-- SELECTED EXCERPT --
____________
Psalms in Our Time

Technical Notes: Classical Influence on Hymn Tunes

A glance at the Geographic Sources for these tunes will show the influence that "Classical" music has had on these tunes. Not only were many of the composers also active in other forms; but some tunes were actually borrowed from themes in concert pieces.

Obviously, we are ill served by hymnal editors who favor their unskilled friends' effusions.1 Everyone but their friends would agree that we would have been better served by the work of skilled musicians. But that alone is no guarantee of success; the vast majority2 of hymn tunes (whether written by the most accomplished professional musicians or by untrained amateurs) are failures. Therefore, any approach purporting to provide tunes that have already succeeded surely deserves careful consideration.

In the eighteenth century, hymn tune editors were already drawing from the works of operatic composers such as Thomas Arne3, Charles Avison, and Handel4. But the practice received new momentum by the work of William Gardiner in Europe and his disciple Lowell Mason in America, who actively used and promoted the practice.

Gardiner was an English hosiery manufacturer and an avid musical amateur. He took advantage of business trips to cultivate acquaintances in the musical world: he knew Haydn and Beethoven, and may have been the first to introduce Beethoven's music in England. He published books on musical subjects, including six volumes of "Sacred Melodies" consisting of themes from "Mozart, Haydn, Beethoven, and other composers,5" arranged for use as psalm tunes and intended to "rejuvenate the singing of psalms."
____________
-- ENTRIES SUPPLIED --
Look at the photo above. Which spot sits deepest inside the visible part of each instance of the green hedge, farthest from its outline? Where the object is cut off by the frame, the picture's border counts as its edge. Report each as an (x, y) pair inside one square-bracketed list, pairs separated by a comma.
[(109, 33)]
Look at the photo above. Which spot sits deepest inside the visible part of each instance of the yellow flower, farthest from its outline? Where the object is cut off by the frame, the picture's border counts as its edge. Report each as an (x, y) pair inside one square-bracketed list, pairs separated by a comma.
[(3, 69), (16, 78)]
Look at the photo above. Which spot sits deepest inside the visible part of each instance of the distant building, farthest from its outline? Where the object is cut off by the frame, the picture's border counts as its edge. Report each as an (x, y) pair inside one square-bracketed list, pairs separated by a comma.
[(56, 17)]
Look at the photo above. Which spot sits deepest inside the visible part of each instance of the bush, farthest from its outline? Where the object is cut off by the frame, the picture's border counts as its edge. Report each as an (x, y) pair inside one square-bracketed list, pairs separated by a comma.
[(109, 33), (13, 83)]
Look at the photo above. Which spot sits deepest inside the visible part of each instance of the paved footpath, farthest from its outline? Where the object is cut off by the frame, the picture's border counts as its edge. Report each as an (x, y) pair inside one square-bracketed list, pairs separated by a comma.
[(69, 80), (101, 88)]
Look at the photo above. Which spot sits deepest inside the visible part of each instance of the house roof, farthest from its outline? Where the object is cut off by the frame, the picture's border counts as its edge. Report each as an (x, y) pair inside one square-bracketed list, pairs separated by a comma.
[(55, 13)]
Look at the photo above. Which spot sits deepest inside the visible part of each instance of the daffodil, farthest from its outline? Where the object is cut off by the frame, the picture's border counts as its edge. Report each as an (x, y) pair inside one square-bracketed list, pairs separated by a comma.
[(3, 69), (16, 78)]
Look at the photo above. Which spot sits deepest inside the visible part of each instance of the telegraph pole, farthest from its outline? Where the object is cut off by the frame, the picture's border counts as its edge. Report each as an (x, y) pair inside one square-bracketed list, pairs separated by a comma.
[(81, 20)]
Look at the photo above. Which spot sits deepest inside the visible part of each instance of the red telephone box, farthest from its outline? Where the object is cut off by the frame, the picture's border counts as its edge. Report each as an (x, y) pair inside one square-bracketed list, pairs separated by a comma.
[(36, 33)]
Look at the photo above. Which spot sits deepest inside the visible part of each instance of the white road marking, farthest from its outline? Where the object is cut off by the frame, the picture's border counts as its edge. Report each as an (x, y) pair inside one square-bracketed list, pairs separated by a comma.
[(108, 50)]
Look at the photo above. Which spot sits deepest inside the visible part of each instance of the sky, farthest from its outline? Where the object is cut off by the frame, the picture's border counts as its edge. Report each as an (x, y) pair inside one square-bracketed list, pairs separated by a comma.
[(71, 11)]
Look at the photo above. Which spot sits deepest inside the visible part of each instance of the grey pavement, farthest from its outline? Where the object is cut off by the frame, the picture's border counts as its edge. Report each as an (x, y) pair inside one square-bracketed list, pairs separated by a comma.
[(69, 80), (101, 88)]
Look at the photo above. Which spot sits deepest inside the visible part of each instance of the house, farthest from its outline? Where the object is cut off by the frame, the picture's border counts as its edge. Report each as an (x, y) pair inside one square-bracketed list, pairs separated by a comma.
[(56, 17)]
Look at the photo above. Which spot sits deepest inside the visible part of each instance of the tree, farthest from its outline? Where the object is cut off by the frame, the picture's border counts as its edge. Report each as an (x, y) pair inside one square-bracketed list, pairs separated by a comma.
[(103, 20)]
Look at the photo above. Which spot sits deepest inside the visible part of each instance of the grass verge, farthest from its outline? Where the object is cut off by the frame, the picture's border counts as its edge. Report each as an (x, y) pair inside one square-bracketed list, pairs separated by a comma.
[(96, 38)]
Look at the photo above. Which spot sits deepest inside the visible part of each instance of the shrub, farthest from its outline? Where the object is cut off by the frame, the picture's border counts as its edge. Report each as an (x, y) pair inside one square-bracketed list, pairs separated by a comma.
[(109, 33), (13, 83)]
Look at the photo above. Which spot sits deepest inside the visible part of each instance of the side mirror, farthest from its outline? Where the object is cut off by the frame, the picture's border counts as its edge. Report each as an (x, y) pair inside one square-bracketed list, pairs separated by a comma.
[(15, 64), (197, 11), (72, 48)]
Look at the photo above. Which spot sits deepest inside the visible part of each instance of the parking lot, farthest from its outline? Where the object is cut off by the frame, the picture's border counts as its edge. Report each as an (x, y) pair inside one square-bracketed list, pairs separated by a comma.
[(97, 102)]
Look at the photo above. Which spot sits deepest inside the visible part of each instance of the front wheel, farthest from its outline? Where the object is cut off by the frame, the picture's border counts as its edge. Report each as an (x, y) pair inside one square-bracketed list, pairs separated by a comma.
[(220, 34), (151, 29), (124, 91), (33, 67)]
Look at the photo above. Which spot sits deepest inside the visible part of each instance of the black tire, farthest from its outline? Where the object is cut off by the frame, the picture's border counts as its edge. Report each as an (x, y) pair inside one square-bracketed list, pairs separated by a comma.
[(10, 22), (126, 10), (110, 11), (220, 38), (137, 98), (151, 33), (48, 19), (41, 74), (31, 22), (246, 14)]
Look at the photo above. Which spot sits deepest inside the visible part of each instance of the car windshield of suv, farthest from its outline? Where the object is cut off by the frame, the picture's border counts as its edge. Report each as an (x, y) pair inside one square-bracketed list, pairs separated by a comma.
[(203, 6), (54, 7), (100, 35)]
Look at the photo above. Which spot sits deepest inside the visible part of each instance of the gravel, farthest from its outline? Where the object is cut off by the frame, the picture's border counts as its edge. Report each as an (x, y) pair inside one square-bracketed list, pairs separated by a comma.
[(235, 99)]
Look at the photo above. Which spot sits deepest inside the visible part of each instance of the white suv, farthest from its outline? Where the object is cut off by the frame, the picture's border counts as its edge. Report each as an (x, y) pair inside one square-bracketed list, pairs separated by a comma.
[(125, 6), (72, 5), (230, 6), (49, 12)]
____________
-- GIVEN EXERCISE 1 --
Which composers do the hymn tune notes say had their works or themes drawn on for hymn tunes? List all of them.
-- GIVEN EXERCISE 2 --
Extract the stretch of the hymn tune notes from "Psalms in Our" through "in concert pieces.".
Rely only on the hymn tune notes for what comes next.

-- COMPLETE ANSWER 1 --
Thomas Arne, Charles Avison, Handel, Mozart, Haydn, Beethoven

-- COMPLETE ANSWER 2 --
Psalms in Our Time

Technical Notes: Classical Influence on Hymn Tunes

A glance at the Geographic Sources for these tunes will show the influence that "Classical" music has had on these tunes. Not only were many of the composers also active in other forms; but some tunes were actually borrowed from themes in concert pieces.